TASK ITEM:
Below are the records; copy every line in them that holds the string "snow".

(Dataset excerpts)
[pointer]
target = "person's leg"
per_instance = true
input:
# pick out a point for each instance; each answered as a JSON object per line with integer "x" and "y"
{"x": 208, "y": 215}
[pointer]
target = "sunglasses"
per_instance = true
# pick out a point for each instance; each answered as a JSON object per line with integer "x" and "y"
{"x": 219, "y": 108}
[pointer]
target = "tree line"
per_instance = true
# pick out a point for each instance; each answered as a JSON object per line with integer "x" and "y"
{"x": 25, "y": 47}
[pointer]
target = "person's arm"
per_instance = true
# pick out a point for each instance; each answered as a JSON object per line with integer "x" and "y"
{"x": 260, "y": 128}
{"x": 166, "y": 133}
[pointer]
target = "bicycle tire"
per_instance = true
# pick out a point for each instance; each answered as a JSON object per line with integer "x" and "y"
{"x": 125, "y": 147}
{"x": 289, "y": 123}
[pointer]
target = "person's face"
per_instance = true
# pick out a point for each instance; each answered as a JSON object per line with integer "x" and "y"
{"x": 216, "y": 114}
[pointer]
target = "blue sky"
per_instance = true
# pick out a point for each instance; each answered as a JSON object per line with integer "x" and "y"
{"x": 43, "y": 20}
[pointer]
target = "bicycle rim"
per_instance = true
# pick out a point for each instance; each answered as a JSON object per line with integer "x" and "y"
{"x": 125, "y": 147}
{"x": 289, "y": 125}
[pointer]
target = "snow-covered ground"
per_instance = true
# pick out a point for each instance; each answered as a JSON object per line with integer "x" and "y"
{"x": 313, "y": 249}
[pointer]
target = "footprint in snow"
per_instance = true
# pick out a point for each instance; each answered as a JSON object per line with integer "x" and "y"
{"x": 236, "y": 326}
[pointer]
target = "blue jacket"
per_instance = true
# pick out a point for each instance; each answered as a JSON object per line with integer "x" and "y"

EXERCISE RESULT:
target = "snow-covered ground"
target = "footprint in snow"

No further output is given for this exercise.